__TASK INPUTS__
+---+

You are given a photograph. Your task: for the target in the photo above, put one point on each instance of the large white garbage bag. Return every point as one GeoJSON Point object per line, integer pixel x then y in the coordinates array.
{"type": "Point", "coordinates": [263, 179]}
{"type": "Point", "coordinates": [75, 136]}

+---+

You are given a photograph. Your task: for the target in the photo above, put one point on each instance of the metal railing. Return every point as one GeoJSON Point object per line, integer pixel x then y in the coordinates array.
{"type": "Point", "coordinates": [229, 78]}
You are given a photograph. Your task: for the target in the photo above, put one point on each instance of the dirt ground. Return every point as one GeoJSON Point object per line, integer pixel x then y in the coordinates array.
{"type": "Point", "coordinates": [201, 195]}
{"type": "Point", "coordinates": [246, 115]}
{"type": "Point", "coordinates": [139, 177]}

+---+

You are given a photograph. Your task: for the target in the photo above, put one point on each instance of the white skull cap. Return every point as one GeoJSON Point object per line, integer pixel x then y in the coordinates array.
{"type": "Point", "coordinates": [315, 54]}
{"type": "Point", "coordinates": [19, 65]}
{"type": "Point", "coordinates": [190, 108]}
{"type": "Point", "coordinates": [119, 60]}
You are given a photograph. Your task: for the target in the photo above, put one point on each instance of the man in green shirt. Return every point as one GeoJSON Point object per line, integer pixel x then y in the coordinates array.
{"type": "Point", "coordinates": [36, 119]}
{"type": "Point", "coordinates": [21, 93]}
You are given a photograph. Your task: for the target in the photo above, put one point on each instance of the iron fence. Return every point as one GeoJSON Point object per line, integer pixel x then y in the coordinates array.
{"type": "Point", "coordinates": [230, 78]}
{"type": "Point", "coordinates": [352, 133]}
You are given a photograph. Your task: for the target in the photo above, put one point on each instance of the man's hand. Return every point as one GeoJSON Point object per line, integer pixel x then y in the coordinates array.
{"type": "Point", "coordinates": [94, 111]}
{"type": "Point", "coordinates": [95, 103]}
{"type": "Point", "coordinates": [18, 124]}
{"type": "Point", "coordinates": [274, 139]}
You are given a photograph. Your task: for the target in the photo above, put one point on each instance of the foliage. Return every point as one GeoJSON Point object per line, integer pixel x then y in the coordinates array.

+---+

__ABOUT THIS TASK__
What are the lines above, starting at the one with "of the white" and ending at the one with "of the foliage."? Give them again exactly, and only them.

__COMPLETED TASK__
You are given a photograph. Your task: for the target in the photo above, put one point on each instance of the white skull cap. Return every point as one GeoJSON Point object per line, integer pixel x then y in the coordinates array.
{"type": "Point", "coordinates": [315, 54]}
{"type": "Point", "coordinates": [19, 65]}
{"type": "Point", "coordinates": [190, 108]}
{"type": "Point", "coordinates": [119, 60]}
You are given a photograph. Your task: for the target in the photo above, put one point on each instance of the man in green shirt. Return every point as one GeoJSON Point object per line, integer pixel x then y in the coordinates array.
{"type": "Point", "coordinates": [36, 119]}
{"type": "Point", "coordinates": [21, 93]}
You are given a photograph. Your task: for the target in the photo above, put one point on each instance of the iron fence. Return every point as one GeoJSON Point object per line, integer pixel x then y in the coordinates array.
{"type": "Point", "coordinates": [230, 78]}
{"type": "Point", "coordinates": [352, 133]}
You are given a photograph. Your task: for the target in the photo above, put one point on each instance of the man's hand. Return every point as one GeoJSON Point object per line, integer pixel x then y in the coordinates array.
{"type": "Point", "coordinates": [94, 111]}
{"type": "Point", "coordinates": [95, 103]}
{"type": "Point", "coordinates": [18, 124]}
{"type": "Point", "coordinates": [274, 139]}
You are given a photograph. Your task: for the target in the photo above, put one point on each instance of the foliage. Return every point as one GeoJSON Point object per line, integer pixel x then y in the coordinates array.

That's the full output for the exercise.